__DIRECTIVE__:
Lay out every line of the material below as a numbered list, omitting any blank lines.
— start EXERCISE DATA —
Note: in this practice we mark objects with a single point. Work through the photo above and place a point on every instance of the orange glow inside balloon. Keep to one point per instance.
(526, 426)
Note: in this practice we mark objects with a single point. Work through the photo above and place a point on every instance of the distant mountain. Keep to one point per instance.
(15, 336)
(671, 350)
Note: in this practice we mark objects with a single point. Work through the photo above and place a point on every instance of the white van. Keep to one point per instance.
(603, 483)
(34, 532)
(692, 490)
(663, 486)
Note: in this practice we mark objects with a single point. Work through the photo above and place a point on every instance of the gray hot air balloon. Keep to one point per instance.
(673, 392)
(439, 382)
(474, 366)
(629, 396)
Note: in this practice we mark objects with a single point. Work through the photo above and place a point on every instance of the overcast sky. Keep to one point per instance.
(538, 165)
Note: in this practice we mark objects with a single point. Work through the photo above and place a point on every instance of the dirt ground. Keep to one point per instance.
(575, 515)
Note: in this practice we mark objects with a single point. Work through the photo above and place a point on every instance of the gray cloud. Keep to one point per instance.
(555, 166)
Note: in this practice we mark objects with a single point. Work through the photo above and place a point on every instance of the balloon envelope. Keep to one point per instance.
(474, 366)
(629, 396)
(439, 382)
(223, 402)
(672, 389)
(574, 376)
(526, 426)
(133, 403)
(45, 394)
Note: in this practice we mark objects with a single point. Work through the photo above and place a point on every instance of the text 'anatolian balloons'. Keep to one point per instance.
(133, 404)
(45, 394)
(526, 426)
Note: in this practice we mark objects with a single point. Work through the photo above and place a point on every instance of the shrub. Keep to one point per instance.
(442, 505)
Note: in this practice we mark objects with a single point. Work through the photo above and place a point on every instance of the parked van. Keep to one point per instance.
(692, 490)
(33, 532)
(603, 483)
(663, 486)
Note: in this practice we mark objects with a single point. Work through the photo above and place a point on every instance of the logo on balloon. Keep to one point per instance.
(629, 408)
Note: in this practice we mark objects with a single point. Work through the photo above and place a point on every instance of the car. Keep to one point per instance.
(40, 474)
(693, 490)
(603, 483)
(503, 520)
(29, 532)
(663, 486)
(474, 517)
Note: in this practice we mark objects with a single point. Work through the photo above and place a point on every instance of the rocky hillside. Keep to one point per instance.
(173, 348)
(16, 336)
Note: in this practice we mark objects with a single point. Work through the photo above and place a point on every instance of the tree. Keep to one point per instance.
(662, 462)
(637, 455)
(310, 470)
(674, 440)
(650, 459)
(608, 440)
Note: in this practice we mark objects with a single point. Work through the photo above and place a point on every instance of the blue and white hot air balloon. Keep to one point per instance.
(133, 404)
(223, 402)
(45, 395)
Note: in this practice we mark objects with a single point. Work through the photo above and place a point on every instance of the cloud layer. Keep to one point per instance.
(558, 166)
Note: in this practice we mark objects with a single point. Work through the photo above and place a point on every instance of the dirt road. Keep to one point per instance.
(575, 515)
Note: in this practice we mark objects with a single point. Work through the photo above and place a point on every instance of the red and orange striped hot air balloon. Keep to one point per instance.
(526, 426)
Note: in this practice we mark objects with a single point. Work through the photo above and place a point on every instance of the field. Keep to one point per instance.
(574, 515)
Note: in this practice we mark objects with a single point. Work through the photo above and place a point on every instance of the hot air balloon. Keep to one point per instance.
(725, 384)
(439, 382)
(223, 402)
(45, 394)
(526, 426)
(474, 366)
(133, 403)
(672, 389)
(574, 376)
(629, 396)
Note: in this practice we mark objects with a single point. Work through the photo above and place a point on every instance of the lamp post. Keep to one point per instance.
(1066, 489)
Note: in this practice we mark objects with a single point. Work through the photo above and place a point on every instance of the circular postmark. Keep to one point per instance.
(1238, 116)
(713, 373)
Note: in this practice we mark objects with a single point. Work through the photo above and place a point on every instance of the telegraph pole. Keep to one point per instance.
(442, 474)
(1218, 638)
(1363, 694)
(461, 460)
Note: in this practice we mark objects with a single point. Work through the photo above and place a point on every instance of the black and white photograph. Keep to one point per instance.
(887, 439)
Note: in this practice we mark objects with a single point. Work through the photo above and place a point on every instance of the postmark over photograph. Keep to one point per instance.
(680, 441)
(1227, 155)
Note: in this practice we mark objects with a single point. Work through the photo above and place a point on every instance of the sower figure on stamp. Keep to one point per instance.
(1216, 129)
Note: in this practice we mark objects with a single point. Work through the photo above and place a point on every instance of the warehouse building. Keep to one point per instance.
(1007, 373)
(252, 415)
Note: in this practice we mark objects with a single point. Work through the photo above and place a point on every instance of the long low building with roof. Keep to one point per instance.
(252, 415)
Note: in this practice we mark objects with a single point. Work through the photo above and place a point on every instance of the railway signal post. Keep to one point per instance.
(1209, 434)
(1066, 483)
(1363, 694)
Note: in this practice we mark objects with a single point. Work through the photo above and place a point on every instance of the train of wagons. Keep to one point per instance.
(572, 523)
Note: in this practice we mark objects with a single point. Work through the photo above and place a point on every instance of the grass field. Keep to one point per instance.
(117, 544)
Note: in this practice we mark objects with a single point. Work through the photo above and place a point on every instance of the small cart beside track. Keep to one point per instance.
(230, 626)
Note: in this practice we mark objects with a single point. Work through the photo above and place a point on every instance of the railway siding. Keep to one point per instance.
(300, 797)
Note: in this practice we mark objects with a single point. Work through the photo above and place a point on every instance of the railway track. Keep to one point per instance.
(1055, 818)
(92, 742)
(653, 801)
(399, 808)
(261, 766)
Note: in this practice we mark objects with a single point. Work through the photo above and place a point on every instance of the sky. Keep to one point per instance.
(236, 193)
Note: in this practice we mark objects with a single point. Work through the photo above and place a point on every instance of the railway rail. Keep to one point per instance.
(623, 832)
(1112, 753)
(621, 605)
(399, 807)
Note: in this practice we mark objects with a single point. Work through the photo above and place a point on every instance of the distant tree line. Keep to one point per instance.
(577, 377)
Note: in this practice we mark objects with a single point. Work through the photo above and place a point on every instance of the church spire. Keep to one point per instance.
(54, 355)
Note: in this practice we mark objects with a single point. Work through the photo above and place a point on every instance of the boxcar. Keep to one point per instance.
— end EXERCISE DATA —
__OUTPUT FOR THIS TASK__:
1. Note: in this practice we mark objects with a single point. Work through the photo above and place a point on every instance of the orange glow inside balloon. Keep to one point per instance.
2. (526, 426)
3. Note: in this practice we mark objects with a single point. Work through the photo above and place a point on every instance of the distant mountain. Keep to one point per instance.
4. (15, 336)
5. (671, 350)
6. Note: in this practice we mark objects with a single point. Work through the photo above and place a point on every instance of the white van. Keep to one point per instance.
7. (603, 483)
8. (34, 532)
9. (692, 490)
10. (663, 486)
11. Note: in this practice we mark objects with a single point. Work through the photo above and place a point on every instance of the gray hot air balloon. Keep to one point per instance.
12. (673, 392)
13. (439, 382)
14. (474, 366)
15. (629, 396)
16. Note: in this practice we mark objects with a single point. Work through the photo above and place a point on every instance of the overcast sky. Keep to one point per instance.
17. (538, 165)
18. Note: in this practice we mark objects with a single point. Work through the photo above and place a point on every instance of the dirt ground. Keep to one point per instance.
19. (575, 515)
20. Note: in this practice we mark objects with a single point. Work through the photo above and place a point on every instance of the gray cloud. Keep to one point per instance.
21. (555, 166)
22. Note: in this practice we mark objects with a single point. Work through the photo above and place a point on every instance of the balloon envelope. Keep to one point per instance.
23. (474, 366)
24. (629, 396)
25. (439, 382)
26. (223, 402)
27. (672, 389)
28. (574, 376)
29. (526, 426)
30. (133, 403)
31. (45, 394)
32. Note: in this practice we mark objects with a single point. Work through the photo above and place a point on every instance of the text 'anatolian balloons'. Keep to one point per instance.
33. (133, 404)
34. (45, 394)
35. (526, 426)
36. Note: in this practice we mark objects with a single point. Work through the photo above and place a point on every instance of the shrub. Keep to one point per instance.
37. (442, 505)
38. Note: in this practice we mark objects with a single point. Work through the photo above and place a point on every instance of the parked van. Keep to one point per instance.
39. (692, 490)
40. (33, 532)
41. (603, 483)
42. (663, 486)
43. Note: in this practice we mark objects with a single point. Work through the photo above and place a point on every instance of the logo on balloon. Keep to one point per instance.
44. (629, 408)
45. Note: in this practice we mark objects with a single point. Work through the photo above and place a point on every instance of the car. Keep to one point per instance.
46. (40, 474)
47. (693, 490)
48. (603, 483)
49. (503, 520)
50. (29, 532)
51. (663, 486)
52. (474, 517)
53. Note: in this practice we mark objects with a single point. Work through the photo above and place a point on every instance of the rocky hillside. Keep to one point per instance.
54. (173, 348)
55. (16, 336)
56. Note: in this practice we mark objects with a single point. Work through the photo above and place a point on every instance of the tree. Keep to one point per instance.
57. (662, 462)
58. (637, 455)
59. (310, 470)
60. (674, 440)
61. (650, 459)
62. (608, 440)
63. Note: in this practice we mark objects with a single point. Work through the photo above and place a point on every instance of the blue and white hot air balloon. Keep to one point per instance.
64. (133, 404)
65. (223, 402)
66. (45, 395)
67. Note: in this practice we mark objects with a single point. Work through the photo above and place a point on every instance of the cloud layer. Keep to one point per instance.
68. (558, 166)
69. Note: in this practice we mark objects with a single point. Work through the photo above and place a point on every instance of the dirt road. Keep to one point per instance.
70. (575, 515)
71. Note: in this practice we mark objects with a single point. Work through the photo above and place a point on every instance of the red and orange striped hot air balloon. Keep to one point per instance.
72. (526, 426)
73. Note: in this practice we mark objects with a single point. Work through the photo above and place a point on every instance of the field. Keep to one point per instance.
74. (574, 515)
75. Note: in this practice we mark objects with a single point. Work through the photo above and place a point on every instance of the hot air balloon. Keep to one point per instance.
76. (725, 384)
77. (439, 382)
78. (223, 402)
79. (45, 394)
80. (526, 426)
81. (474, 366)
82. (133, 403)
83. (672, 389)
84. (574, 376)
85. (629, 396)
86. Note: in this practice we mark objects with a single point. Work through the photo above and place a point on every instance of the lamp post. Keep to one point per instance.
87. (1066, 489)
88. Note: in this practice we mark objects with a single point. Work through the photo above and place a point on every instance of the circular postmark. Keep to one point per instance.
89. (1238, 116)
90. (713, 373)
91. Note: in this practice we mark objects with a single point. Work through the photo above and place a point on every instance of the telegraph pole. Keep to one point per instance.
92. (442, 474)
93. (1218, 638)
94. (1363, 694)
95. (461, 460)
96. Note: in this practice we mark objects with a single point. Work through the photo above and place a point on every instance of the black and white photograph. Keep to one point per instance.
97. (887, 439)
98. Note: in this practice we mark objects with a single point. Work through the photo above and place a point on every instance of the postmark over photograph. Keep to one point per instance.
99. (680, 441)
100. (1227, 155)
101. Note: in this practice we mark objects with a single point. Work through the photo above and place a point on every instance of the sower figure on stamp. Keep to one point per instance.
102. (1216, 129)
103. Note: in this practice we mark objects with a single point. Work through the photo above and place a point on every instance of the warehouse building. Keep to one point per instance.
104. (1007, 373)
105. (252, 415)
106. Note: in this practice we mark objects with a single point. Work through the photo above and place a point on every instance of the long low building with roof. Keep to one point per instance.
107. (252, 415)
108. Note: in this practice we mark objects with a single point. Work through the photo above and place a point on every instance of the railway signal post. Keep to one point per instance.
109. (1209, 434)
110. (1066, 483)
111. (1363, 694)
112. Note: in this practice we mark objects with a single point. Work through the photo above and place a point on every instance of the train of wagons. Keep to one point per instance.
113. (572, 523)
114. Note: in this practice we mark objects with a single point. Work through the photo above and place a point on every instance of the grass field. Keep to one point per instance.
115. (117, 544)
116. Note: in this practice we mark objects with a single point. Work through the photo above and place a point on every instance of the small cart beside track. Keep to one point per instance.
117. (230, 626)
118. Note: in this practice we mark objects with a single point. Work through the photo above and place a point on every instance of the railway siding. Keep to one point per instance.
119. (300, 797)
120. Note: in this practice we mark objects with a single point. Work through the photo above and place a point on every instance of the railway track. Keep to one point per instance.
121. (1055, 818)
122. (92, 742)
123. (653, 801)
124. (399, 808)
125. (261, 766)
126. Note: in this practice we mark objects with a single point. Work through the photo above and place a point on every instance of the sky. Keep to one point per instance.
127. (236, 193)
128. Note: in this practice we mark objects with a single point. Work through the photo above and place a point on every instance of the railway rail. Keep to one point per instance.
129. (623, 832)
130. (1112, 753)
131. (621, 605)
132. (399, 807)
133. Note: in this practice we mark objects with a single point. Work through the photo above and place a point on every instance of the distant tree line. Keep to one point per instance.
134. (577, 377)
135. Note: in this practice we mark objects with a single point. Work through the photo above and place a point on every instance of the church spire. Keep to one point per instance.
136. (54, 355)
137. Note: in this practice we mark objects with a single point. Work through the photo above and place a point on every instance of the boxcar. Keep to one point per instance.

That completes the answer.